● WHAT YOU HAVE TO DO
Print every line of the data below without any changes, but leave the pictures out.

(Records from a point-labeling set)
——

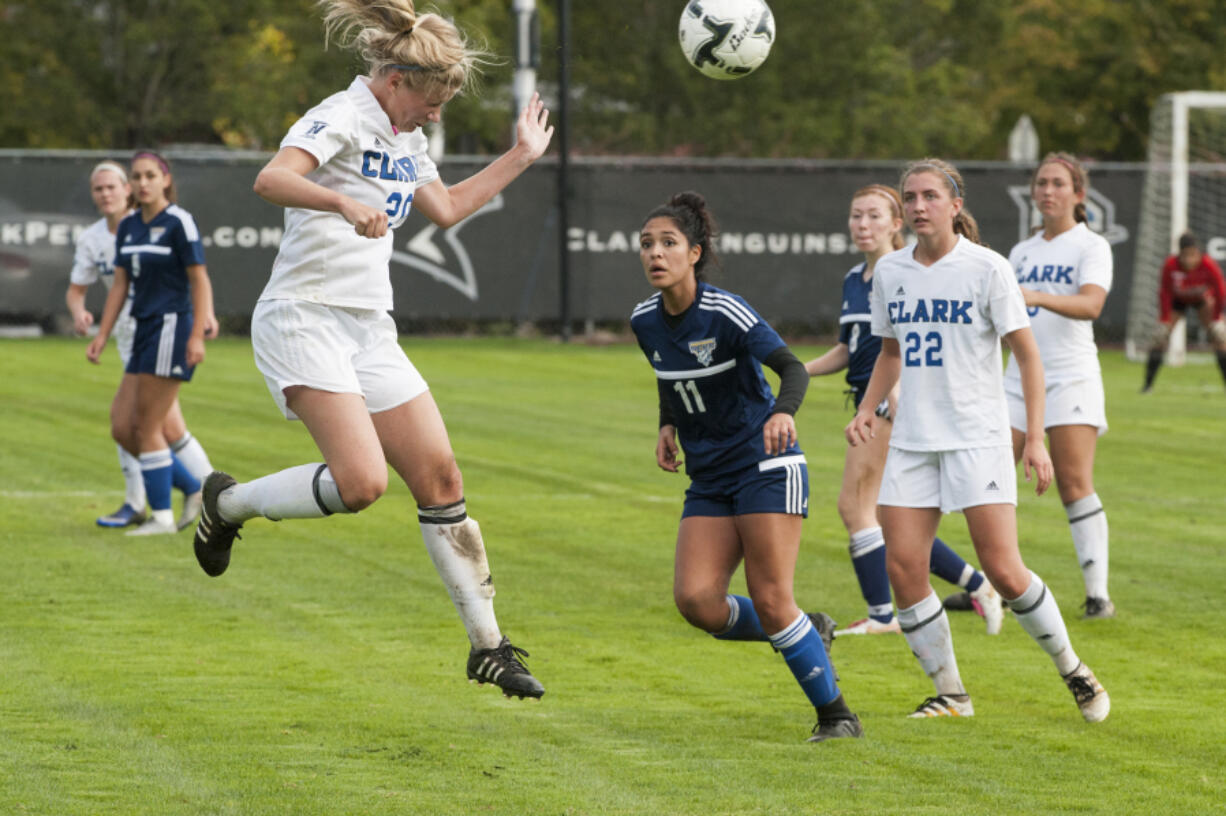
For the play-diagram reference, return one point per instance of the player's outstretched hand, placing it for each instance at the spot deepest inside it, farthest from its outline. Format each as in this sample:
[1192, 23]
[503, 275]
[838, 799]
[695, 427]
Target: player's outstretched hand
[779, 434]
[93, 352]
[367, 221]
[82, 322]
[862, 428]
[1035, 456]
[666, 449]
[531, 132]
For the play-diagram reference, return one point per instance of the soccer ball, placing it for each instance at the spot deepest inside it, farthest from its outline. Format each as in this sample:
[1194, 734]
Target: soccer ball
[726, 39]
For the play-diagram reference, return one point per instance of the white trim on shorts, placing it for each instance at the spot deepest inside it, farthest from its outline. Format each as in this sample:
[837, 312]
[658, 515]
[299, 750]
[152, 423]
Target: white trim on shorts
[332, 348]
[1074, 402]
[950, 480]
[795, 480]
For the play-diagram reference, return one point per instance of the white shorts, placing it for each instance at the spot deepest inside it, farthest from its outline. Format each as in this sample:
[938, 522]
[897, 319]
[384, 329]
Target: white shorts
[949, 479]
[331, 348]
[1079, 402]
[124, 331]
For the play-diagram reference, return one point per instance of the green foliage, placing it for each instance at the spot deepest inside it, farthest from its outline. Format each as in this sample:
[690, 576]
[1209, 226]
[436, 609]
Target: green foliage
[875, 79]
[324, 673]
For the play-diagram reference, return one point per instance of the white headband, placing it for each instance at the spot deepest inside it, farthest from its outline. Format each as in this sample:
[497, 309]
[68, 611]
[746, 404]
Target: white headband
[109, 166]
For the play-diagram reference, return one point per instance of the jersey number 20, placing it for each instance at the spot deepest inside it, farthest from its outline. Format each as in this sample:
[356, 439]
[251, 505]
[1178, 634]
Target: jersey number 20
[925, 351]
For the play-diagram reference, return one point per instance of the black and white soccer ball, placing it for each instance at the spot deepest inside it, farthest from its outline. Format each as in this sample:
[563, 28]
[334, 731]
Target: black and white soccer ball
[726, 39]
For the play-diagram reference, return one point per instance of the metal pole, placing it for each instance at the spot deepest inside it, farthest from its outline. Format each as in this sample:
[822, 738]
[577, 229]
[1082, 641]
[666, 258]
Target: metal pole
[527, 56]
[563, 166]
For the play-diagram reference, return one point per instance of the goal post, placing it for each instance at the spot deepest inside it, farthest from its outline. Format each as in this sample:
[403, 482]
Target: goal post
[1184, 189]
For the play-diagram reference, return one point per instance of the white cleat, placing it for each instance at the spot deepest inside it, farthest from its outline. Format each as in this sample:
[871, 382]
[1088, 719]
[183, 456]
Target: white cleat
[191, 505]
[987, 602]
[1089, 694]
[944, 706]
[153, 527]
[871, 626]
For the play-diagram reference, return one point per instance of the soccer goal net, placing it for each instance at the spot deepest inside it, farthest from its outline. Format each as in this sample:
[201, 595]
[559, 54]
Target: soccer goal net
[1184, 189]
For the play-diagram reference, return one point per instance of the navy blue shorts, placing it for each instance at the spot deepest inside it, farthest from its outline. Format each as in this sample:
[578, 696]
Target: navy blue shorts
[161, 346]
[777, 485]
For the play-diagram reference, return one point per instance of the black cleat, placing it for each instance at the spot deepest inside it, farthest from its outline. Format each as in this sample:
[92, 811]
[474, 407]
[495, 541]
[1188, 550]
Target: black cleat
[1097, 609]
[959, 602]
[213, 534]
[834, 729]
[503, 667]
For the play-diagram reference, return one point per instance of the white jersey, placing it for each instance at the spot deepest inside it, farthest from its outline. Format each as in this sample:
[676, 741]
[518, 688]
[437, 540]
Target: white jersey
[95, 260]
[948, 320]
[361, 154]
[1062, 266]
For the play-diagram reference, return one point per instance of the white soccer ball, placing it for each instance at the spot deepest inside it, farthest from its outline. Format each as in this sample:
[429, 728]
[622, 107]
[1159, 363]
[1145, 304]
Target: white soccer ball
[726, 39]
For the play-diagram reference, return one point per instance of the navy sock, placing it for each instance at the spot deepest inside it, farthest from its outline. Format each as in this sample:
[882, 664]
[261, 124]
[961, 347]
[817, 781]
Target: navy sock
[743, 624]
[806, 656]
[950, 566]
[867, 551]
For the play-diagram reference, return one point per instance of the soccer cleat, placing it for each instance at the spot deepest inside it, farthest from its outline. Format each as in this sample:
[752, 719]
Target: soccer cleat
[123, 517]
[1097, 609]
[959, 602]
[215, 536]
[835, 729]
[825, 626]
[1089, 694]
[153, 527]
[871, 626]
[191, 504]
[944, 706]
[503, 667]
[987, 603]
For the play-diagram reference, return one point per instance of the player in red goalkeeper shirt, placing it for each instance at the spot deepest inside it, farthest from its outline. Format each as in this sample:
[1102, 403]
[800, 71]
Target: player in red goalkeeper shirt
[1191, 279]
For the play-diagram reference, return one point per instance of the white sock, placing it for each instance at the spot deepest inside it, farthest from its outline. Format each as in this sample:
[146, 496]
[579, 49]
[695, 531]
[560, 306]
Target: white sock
[191, 453]
[1040, 616]
[927, 631]
[302, 491]
[455, 545]
[134, 483]
[1088, 522]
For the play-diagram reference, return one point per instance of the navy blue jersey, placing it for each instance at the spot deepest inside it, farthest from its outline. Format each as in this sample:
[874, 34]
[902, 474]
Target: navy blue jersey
[156, 256]
[856, 330]
[711, 363]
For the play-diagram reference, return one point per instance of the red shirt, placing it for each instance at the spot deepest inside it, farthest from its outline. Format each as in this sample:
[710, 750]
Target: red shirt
[1183, 288]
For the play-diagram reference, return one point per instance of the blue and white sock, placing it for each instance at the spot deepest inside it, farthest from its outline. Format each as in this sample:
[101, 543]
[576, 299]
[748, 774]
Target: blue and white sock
[1040, 616]
[806, 656]
[156, 471]
[1088, 523]
[867, 551]
[743, 624]
[950, 566]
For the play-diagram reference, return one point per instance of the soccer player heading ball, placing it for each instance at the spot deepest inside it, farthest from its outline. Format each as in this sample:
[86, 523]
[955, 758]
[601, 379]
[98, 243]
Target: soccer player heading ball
[942, 309]
[324, 340]
[749, 484]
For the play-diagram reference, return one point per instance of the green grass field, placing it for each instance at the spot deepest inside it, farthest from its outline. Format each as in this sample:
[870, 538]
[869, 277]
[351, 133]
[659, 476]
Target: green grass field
[325, 672]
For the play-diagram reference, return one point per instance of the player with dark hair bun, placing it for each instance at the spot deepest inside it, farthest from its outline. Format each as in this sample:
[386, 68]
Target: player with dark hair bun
[749, 484]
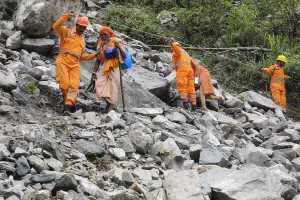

——

● RESPONSE FOR THIS EXERCISE
For the play-diagram reference, return one point per instance of the player's outstretched hand, placing it for each instance at the spot deepest inside it, farthest from its outline. Format each as in this sample:
[1192, 23]
[503, 275]
[838, 799]
[695, 427]
Target: player's outstretched hand
[779, 434]
[93, 352]
[367, 221]
[82, 322]
[862, 428]
[1035, 456]
[666, 449]
[531, 132]
For the play-diagram reference, return one point per instance of the soccer ball, placing it for each instance at the spot deepest inside it, farthest from its outline. Format each as in this sample:
[1194, 734]
Target: soccer ball
[726, 39]
For the play-diagram reference, return one point per instance of the white trim on shorts, placing it for each instance at the spot deepest inside it, farthest from its outline. Format each as in this sample:
[837, 312]
[658, 515]
[299, 750]
[152, 423]
Target: white trim on shorts
[332, 348]
[1074, 402]
[950, 480]
[795, 480]
For the play-diagram reference, return one point per instance of the white shorts, placing it for each instance at the spot deepest inside it, farthest from its outline. Format each as in this sample:
[938, 522]
[897, 319]
[384, 329]
Target: white shorts
[949, 479]
[331, 348]
[1079, 402]
[124, 331]
For the play-diagram reference, return one point per instance of the green foliage, placing it for each instance at the spot deepest inside it, farthest from its outline. Format each as in this sample:
[690, 576]
[1209, 226]
[436, 609]
Target: green foliage
[875, 79]
[324, 673]
For the play-diagram reference, return one point per instance of the white headband, placing it for each instance at the spot deepest inside it, farthest from its outline. Format each as in this sample:
[497, 309]
[68, 611]
[746, 404]
Target: white headband
[109, 166]
For the play-diagram reference, return one point per instance of the jersey number 20, placing it for each instance at the spot deepest inside it, farthest from its outline. Format each as in this sample:
[356, 439]
[251, 505]
[1178, 634]
Target: jersey number 20
[925, 351]
For the play-diagram reference, return one point per instance of the black and white soccer ball, placing it for each instance at the spot deepest inside it, farthest from its outline. Format each as in this sample:
[563, 28]
[334, 731]
Target: black and white soccer ball
[726, 39]
For the play-diagram reference, return one point per instance of the metal pole, placing it for each instance at the spot deepest inside it, farthest from its outline. Format each as in this sample:
[822, 738]
[577, 229]
[1082, 641]
[666, 258]
Target: metal pole
[527, 56]
[563, 166]
For the play-diagram reference, return one point per instance of the goal post, placing it for each instance at the spot deepest inside it, farthest from its outline. Format each as in this sample:
[403, 482]
Target: goal post
[1184, 189]
For the play-diagram reference, return one point per instance of the white cleat, placing it for each instance at the spot deepest inside it, farthest from its outline. Format each as in this sample:
[871, 382]
[1088, 719]
[183, 456]
Target: white cleat
[191, 505]
[987, 602]
[1089, 694]
[944, 706]
[153, 527]
[871, 626]
For the play-diagram reference, return one point per instance of the soccer goal net, placing it for each instance at the spot deepest inside it, farthest from its outline. Format each as in this sample:
[201, 595]
[559, 54]
Target: soccer goal net
[1184, 189]
For the play-diagram reference, return one point per instance of the navy blue shorts, placing it for each instance at the spot deepest inside it, farthest from its outline. Format each as in this sample:
[578, 696]
Target: navy blue shorts
[161, 346]
[777, 485]
For the play-diagram reference, return one point per instance of the black cleat, placing it for each instance at the spot deepest inside it, farthest from its outline. Format each as in this sample:
[92, 811]
[474, 407]
[495, 541]
[1188, 550]
Target: black cleat
[1097, 609]
[959, 602]
[213, 534]
[834, 729]
[503, 667]
For the play-diagram reference, return one point per instance of the white jersey, placing it for each instance at the spot deepest inside it, farthest from its outline. Format each as in this sample:
[676, 741]
[518, 688]
[437, 540]
Target: white jersey
[95, 260]
[948, 320]
[361, 154]
[1062, 266]
For the play-diagram reference, return one point per instance of the white soccer ball, placing it for each instance at the spot deepest inside it, farthest from its outline. Format each as in this sample:
[429, 728]
[622, 107]
[1159, 363]
[1145, 304]
Target: white soccer ball
[726, 39]
For the play-diagram reference, return one point per instance of the navy sock, placing it for each instance at the spot deepest inside it, farthest from its outline. Format each as in this sample:
[882, 664]
[261, 124]
[961, 347]
[817, 781]
Target: navy sock
[743, 624]
[806, 656]
[950, 566]
[867, 551]
For the play-diagram reference, return one point per instance of the soccer cleat, placing it for each instance at the spot deepest inside it, farthest from its outline. Format each as in this sample:
[752, 719]
Target: soccer cleat
[123, 517]
[1097, 609]
[959, 602]
[215, 536]
[835, 729]
[825, 626]
[1089, 694]
[153, 527]
[871, 626]
[191, 504]
[944, 706]
[503, 667]
[987, 603]
For the play-diagram reference, return one point per instance of the player in red goalkeeper shirt, placing it for each instance at the spot deepest inside it, farthest from its outline. Format each as in this sample:
[1102, 403]
[800, 71]
Target: player in red goalkeeper shirt
[1191, 279]
For the play-diagram reference, return one point per instance of the white sock, placing it for each instance at the spot deepest inside it, farthest from its outline. Format each as in this sample:
[146, 496]
[579, 49]
[695, 531]
[560, 306]
Target: white sock
[191, 453]
[1040, 616]
[927, 631]
[302, 491]
[455, 545]
[134, 483]
[1088, 522]
For the play-diagram reference, return one point per instance of the navy blue jersey, placing it for each instance at the spot deepest inside it, farthest from its outline. Format each as in this sample:
[874, 34]
[902, 474]
Target: navy blue jersey
[156, 256]
[856, 330]
[711, 363]
For the play-diagram reference, return one point per instance of the red shirt, placing it for each instance at the spot deepest inside it, farthest from its outline. Format each as in this sample:
[710, 750]
Target: red shirt
[1183, 288]
For the play-diagram reference, return one point per instance of the blue and white sock, placing it for each instance at the spot deepest inside it, farthest from its outline. Format each as in this sample:
[101, 543]
[576, 299]
[748, 774]
Target: blue and white sock
[1040, 616]
[806, 656]
[156, 471]
[1088, 523]
[867, 551]
[743, 624]
[950, 566]
For the play-diagram reference, return one point per instance of the soccer player heading ball, placing it for each instance at the spot deepest inside it, farthest from its outline. Format each as in this sample:
[86, 523]
[955, 758]
[601, 379]
[98, 243]
Target: soccer player heading ball
[942, 309]
[324, 340]
[749, 484]
For the play-diagram reference, return one point per instance of the green grass field, placing it for each instance at the spot deepest inside it, farthest from its outline. Format each as in this sample:
[870, 538]
[869, 277]
[351, 133]
[659, 476]
Target: green grass field
[325, 672]
For the play-diagram reference, return one point per instance of the player with dark hair bun, placing it for each instance at the spot deepest inside it, farthest from its outline. Format each as in this sample:
[386, 68]
Target: player with dark hair bun
[749, 484]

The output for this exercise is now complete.